Aim of the exercise:
Transcribe the entries exactly. Start at the top, stop after the line with "Where can the brick", and omit every picture.
··· Data for processing
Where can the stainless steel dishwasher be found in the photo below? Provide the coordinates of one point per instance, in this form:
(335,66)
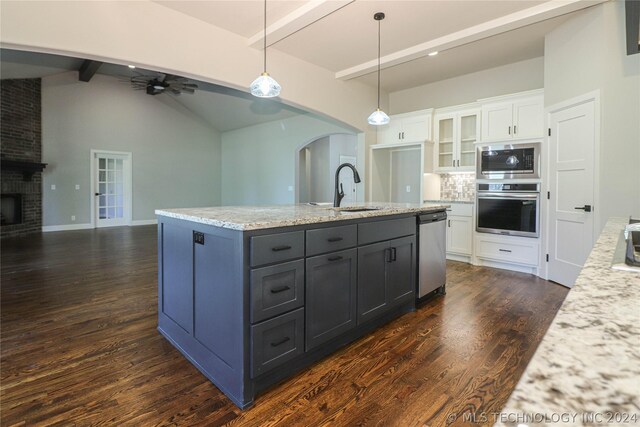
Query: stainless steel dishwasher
(432,248)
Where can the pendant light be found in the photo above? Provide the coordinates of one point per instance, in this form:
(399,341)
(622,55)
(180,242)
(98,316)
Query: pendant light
(378,117)
(265,86)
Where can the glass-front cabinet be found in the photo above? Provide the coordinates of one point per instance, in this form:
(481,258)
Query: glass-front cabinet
(456,135)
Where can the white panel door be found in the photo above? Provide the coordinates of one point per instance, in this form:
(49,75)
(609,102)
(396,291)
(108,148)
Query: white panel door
(497,120)
(528,121)
(571,181)
(112,189)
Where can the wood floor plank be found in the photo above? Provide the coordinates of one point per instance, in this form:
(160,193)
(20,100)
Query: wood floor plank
(79,346)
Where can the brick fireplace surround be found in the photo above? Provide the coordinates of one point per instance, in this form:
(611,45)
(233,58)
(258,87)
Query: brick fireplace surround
(21,140)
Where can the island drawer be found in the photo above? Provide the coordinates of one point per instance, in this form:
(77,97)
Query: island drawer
(274,248)
(371,232)
(276,289)
(331,239)
(276,341)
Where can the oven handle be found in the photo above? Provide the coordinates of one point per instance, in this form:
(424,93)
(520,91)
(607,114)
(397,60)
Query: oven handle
(497,196)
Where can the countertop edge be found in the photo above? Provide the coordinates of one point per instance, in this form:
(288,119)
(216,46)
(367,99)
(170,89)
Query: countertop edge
(325,216)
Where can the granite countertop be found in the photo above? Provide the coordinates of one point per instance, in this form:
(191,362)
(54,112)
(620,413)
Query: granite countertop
(464,201)
(260,217)
(588,363)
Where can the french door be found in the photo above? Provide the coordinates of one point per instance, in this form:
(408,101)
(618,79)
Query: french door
(111,188)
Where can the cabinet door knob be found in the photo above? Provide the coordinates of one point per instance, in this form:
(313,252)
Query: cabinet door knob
(280,342)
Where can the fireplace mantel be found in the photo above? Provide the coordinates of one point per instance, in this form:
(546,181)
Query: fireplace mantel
(27,168)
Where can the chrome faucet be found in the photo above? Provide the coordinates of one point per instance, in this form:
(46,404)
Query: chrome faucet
(338,195)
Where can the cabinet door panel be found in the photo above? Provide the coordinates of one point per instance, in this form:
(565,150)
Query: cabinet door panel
(372,293)
(528,118)
(415,129)
(497,121)
(459,235)
(176,300)
(391,133)
(401,271)
(331,296)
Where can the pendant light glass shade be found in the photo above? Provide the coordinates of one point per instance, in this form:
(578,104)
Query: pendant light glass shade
(265,86)
(378,118)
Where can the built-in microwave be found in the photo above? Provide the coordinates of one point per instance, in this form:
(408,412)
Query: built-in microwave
(508,161)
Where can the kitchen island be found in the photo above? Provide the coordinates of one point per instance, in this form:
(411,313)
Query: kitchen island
(251,295)
(586,370)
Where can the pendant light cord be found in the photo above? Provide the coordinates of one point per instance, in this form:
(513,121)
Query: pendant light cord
(378,64)
(265,36)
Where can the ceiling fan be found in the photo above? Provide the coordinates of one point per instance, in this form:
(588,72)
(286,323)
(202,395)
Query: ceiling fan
(163,83)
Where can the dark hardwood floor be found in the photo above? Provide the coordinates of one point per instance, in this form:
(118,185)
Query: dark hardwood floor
(79,346)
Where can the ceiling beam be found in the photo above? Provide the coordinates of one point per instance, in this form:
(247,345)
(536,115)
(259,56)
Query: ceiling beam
(88,69)
(300,18)
(542,12)
(633,26)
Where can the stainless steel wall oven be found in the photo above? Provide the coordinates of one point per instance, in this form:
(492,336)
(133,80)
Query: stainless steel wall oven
(508,209)
(508,161)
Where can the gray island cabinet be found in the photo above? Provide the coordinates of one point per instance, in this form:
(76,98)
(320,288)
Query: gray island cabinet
(250,298)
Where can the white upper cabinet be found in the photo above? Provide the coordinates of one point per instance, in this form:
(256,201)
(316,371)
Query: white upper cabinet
(512,117)
(409,127)
(456,133)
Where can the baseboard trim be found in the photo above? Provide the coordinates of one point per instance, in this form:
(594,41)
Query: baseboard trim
(70,227)
(66,227)
(144,222)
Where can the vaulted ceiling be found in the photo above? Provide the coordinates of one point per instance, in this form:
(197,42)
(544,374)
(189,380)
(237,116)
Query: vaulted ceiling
(341,35)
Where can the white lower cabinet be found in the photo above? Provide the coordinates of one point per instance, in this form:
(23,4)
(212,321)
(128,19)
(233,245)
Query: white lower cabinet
(460,232)
(508,252)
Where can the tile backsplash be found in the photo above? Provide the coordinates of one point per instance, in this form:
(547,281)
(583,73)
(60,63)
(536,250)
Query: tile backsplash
(458,186)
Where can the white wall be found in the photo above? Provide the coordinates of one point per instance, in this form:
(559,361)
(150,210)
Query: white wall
(511,78)
(588,53)
(176,155)
(259,161)
(152,36)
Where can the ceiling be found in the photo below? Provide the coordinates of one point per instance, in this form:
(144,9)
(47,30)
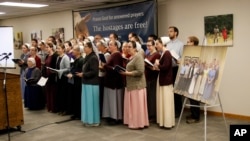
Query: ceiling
(54,6)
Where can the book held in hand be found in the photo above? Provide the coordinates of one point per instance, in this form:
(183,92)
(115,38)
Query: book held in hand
(119,68)
(29,81)
(148,62)
(59,72)
(42,81)
(16,61)
(102,58)
(174,54)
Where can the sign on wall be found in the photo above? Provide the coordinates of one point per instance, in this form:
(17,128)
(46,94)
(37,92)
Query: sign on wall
(138,18)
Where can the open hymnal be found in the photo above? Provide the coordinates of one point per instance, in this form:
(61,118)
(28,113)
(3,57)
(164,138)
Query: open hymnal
(148,62)
(174,54)
(28,80)
(102,57)
(59,72)
(16,61)
(42,81)
(119,68)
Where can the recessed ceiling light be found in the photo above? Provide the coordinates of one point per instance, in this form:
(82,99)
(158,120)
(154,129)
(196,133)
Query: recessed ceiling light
(23,4)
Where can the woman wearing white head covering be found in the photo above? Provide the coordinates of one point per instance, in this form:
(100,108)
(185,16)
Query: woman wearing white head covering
(33,97)
(23,65)
(113,86)
(164,88)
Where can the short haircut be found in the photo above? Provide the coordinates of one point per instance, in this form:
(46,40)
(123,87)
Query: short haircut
(153,36)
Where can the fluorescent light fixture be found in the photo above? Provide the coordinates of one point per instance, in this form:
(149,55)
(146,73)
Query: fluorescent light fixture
(22,4)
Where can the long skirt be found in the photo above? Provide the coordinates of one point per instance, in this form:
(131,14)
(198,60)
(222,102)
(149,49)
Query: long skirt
(90,104)
(22,83)
(151,98)
(135,108)
(113,103)
(50,96)
(165,105)
(34,98)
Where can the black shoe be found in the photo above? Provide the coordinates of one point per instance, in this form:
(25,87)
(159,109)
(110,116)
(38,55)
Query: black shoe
(188,117)
(177,115)
(192,120)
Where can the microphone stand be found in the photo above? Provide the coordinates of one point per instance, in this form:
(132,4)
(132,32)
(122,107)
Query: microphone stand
(6,98)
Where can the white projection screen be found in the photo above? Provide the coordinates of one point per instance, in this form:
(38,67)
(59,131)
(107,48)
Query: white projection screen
(6,47)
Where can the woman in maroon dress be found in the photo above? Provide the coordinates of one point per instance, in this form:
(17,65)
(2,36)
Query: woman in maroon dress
(151,79)
(50,89)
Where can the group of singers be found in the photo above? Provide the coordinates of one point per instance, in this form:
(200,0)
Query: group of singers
(84,86)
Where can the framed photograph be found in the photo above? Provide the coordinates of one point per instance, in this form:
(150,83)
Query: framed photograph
(218,30)
(200,73)
(58,33)
(36,35)
(18,40)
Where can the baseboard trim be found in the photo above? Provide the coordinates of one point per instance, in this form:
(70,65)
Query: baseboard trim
(229,115)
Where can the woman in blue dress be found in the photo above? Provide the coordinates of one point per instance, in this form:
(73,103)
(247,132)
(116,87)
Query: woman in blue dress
(33,96)
(90,114)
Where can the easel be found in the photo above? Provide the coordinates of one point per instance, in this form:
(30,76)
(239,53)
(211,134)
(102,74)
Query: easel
(205,106)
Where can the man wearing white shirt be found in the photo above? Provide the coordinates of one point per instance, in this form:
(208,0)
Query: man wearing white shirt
(177,46)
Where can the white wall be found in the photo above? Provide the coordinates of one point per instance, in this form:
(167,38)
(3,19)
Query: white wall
(45,22)
(188,16)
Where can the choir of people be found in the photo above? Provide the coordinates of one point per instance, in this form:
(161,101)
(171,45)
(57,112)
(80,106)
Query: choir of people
(83,82)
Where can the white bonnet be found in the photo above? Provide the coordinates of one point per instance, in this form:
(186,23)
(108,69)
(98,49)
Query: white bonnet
(31,59)
(138,46)
(165,40)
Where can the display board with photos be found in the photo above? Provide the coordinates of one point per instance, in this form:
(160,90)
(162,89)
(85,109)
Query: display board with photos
(200,72)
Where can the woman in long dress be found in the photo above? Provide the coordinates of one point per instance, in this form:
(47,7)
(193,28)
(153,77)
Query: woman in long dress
(33,97)
(113,86)
(135,99)
(90,114)
(151,79)
(164,88)
(63,65)
(23,65)
(50,88)
(102,47)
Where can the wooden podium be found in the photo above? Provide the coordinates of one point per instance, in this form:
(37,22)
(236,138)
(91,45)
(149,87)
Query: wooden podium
(14,100)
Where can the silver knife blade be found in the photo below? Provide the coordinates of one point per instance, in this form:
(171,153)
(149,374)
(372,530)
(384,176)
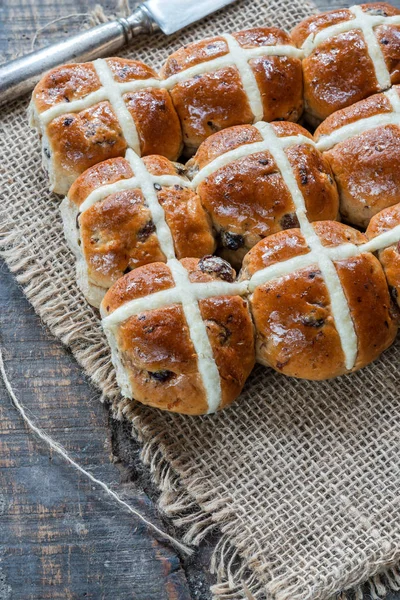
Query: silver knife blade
(173,15)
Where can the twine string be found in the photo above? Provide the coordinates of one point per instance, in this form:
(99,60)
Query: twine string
(54,445)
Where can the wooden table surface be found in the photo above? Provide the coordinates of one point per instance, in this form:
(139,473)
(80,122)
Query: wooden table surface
(61,537)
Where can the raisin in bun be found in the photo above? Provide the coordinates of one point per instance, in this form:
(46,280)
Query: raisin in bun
(321,314)
(241,176)
(109,226)
(234,79)
(362,144)
(86,113)
(388,222)
(191,358)
(342,64)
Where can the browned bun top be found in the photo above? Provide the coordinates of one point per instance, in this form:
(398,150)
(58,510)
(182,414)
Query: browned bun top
(214,100)
(389,257)
(211,48)
(315,23)
(156,347)
(78,140)
(72,82)
(374,105)
(339,70)
(295,328)
(366,162)
(248,198)
(118,234)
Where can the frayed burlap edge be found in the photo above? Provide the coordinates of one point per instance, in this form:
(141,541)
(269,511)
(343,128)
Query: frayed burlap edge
(183,500)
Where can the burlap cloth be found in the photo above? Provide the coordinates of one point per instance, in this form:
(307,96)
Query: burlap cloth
(301,478)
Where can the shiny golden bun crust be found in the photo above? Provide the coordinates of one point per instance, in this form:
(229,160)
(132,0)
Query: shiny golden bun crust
(248,199)
(339,71)
(295,331)
(390,256)
(366,166)
(117,234)
(155,347)
(215,101)
(76,141)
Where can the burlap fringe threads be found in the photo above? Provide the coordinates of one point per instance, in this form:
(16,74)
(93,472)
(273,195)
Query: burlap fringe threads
(54,445)
(234,580)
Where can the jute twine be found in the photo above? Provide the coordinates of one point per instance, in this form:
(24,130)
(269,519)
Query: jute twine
(301,479)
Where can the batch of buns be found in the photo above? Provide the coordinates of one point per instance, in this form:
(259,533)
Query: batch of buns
(156,242)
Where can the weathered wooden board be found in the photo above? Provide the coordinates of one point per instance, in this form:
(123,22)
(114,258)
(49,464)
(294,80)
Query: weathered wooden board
(59,536)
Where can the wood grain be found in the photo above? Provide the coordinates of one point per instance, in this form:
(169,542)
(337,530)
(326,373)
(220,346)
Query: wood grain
(60,538)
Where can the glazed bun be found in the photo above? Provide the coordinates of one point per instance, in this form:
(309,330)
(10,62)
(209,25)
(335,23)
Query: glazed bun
(318,314)
(234,79)
(191,357)
(350,53)
(241,176)
(86,113)
(387,223)
(108,219)
(362,145)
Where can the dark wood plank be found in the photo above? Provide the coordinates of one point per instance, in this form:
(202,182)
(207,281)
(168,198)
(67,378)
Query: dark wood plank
(60,537)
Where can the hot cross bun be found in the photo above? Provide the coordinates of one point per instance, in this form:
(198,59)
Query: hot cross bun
(350,53)
(90,112)
(320,301)
(108,219)
(233,79)
(387,223)
(362,145)
(244,176)
(182,338)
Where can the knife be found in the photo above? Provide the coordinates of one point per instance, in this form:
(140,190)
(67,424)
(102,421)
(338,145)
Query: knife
(20,75)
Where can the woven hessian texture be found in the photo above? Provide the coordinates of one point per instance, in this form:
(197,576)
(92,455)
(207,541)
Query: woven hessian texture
(301,478)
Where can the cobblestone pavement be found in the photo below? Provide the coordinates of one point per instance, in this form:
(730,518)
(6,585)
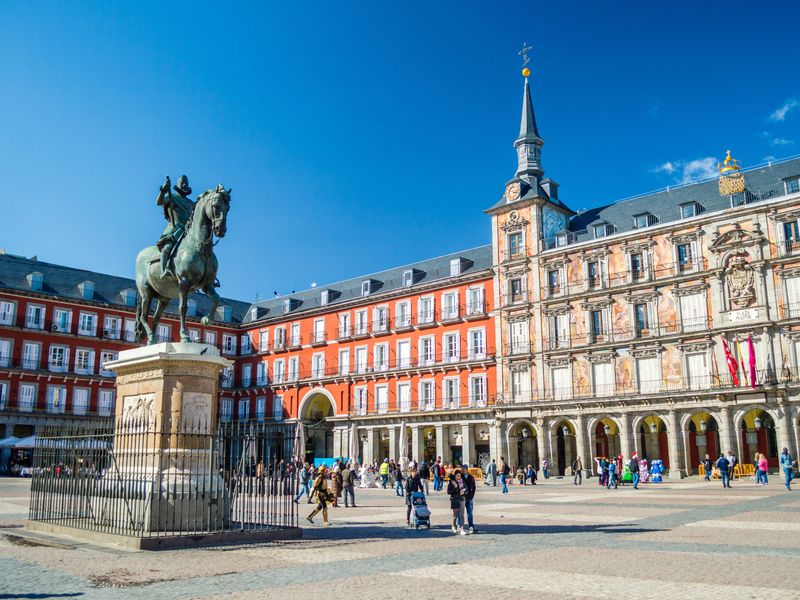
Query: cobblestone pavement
(673,540)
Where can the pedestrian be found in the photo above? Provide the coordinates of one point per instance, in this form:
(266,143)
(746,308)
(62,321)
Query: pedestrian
(348,486)
(633,465)
(320,490)
(384,472)
(469,481)
(412,484)
(787,464)
(708,466)
(577,471)
(492,470)
(504,470)
(612,479)
(457,490)
(304,477)
(724,465)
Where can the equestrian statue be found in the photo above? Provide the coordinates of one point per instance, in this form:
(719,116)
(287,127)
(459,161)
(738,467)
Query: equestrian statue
(182,260)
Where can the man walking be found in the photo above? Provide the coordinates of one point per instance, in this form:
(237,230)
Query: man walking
(348,486)
(469,482)
(577,470)
(786,464)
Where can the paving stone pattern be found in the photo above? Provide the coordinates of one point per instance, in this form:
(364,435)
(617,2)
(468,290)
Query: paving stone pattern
(673,540)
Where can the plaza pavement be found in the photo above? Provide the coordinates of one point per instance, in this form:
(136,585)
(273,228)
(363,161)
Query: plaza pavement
(685,539)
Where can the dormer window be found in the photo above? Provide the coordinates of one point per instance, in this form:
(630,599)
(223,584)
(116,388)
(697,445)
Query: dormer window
(690,209)
(644,220)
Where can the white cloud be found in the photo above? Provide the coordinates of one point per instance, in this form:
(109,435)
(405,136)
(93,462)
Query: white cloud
(699,169)
(780,113)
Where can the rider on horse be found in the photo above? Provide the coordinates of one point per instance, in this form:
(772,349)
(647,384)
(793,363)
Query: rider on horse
(177,210)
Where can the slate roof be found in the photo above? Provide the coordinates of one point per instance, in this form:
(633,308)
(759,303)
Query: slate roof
(761,183)
(426,271)
(63,282)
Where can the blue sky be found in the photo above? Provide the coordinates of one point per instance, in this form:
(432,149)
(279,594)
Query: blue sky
(359,136)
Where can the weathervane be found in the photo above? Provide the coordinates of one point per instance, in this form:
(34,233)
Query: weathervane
(525,58)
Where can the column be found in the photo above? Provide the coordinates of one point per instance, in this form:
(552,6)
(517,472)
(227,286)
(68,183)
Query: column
(580,444)
(676,468)
(467,444)
(625,435)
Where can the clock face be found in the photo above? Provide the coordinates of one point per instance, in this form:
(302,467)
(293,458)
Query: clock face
(512,191)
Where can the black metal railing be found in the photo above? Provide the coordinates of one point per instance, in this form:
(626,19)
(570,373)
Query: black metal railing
(138,479)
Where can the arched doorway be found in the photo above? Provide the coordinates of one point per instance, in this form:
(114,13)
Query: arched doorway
(757,434)
(653,440)
(703,437)
(315,410)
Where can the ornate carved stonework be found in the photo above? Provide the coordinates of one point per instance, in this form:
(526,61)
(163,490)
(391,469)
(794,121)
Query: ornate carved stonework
(740,279)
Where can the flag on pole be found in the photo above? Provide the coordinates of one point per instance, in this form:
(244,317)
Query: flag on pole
(732,366)
(751,350)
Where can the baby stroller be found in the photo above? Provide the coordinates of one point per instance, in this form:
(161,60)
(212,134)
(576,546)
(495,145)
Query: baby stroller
(422,515)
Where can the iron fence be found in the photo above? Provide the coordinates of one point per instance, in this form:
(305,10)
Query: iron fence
(138,478)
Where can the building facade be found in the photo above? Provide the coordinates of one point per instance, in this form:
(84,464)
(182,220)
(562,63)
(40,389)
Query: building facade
(572,334)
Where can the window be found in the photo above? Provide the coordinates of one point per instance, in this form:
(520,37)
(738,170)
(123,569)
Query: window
(603,378)
(84,361)
(404,354)
(228,343)
(450,306)
(450,346)
(87,324)
(648,372)
(477,391)
(475,305)
(261,373)
(30,356)
(263,341)
(381,398)
(62,320)
(427,351)
(56,398)
(80,401)
(360,400)
(344,325)
(426,308)
(427,396)
(27,397)
(562,383)
(105,402)
(318,366)
(699,371)
(361,359)
(361,322)
(402,317)
(693,312)
(112,327)
(261,408)
(5,353)
(381,357)
(344,362)
(59,358)
(225,410)
(476,344)
(244,409)
(7,312)
(35,317)
(404,397)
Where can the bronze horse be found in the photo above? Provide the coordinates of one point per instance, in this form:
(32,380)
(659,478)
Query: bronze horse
(195,266)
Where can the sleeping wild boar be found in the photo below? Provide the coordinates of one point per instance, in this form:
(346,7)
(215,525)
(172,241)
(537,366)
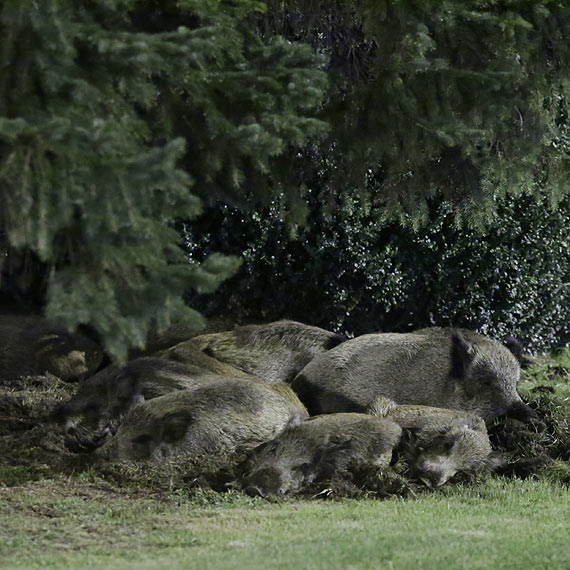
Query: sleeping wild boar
(449,368)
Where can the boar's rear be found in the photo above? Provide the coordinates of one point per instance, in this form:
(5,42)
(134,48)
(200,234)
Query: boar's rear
(447,368)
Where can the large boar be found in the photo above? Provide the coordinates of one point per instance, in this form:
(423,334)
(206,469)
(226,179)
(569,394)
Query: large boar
(33,345)
(225,417)
(455,369)
(439,442)
(316,450)
(104,398)
(275,352)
······
Solution for this task:
Where can the stainless steel dishwasher be found in the photo below? Provide the coordinates of one point per instance, in this form:
(335,66)
Query: stainless steel dishwasher
(432,248)
Where can the pendant light be found in the photo above? Provide the coordinates of one point per instance, in this form:
(399,341)
(622,55)
(180,242)
(98,316)
Query: pendant light
(378,117)
(265,86)
Where can the glass-front cabinet be found in the photo above? Provide the coordinates of one point per instance, in this form:
(481,258)
Query: glass-front cabinet
(456,135)
Where can the white panel door be found in the photo above? Provide the coordinates of one point per instance, in this form:
(49,75)
(609,102)
(396,291)
(108,148)
Query: white panel door
(497,120)
(528,121)
(571,181)
(112,189)
Where can the wood floor plank be found in the photo above? Provide the coordinates of one point per instance, in this form:
(160,193)
(20,100)
Query: wood floor plank
(79,346)
Where can the brick fireplace surround be found in the photo above? Provide the coordinates of one point per instance, in this form:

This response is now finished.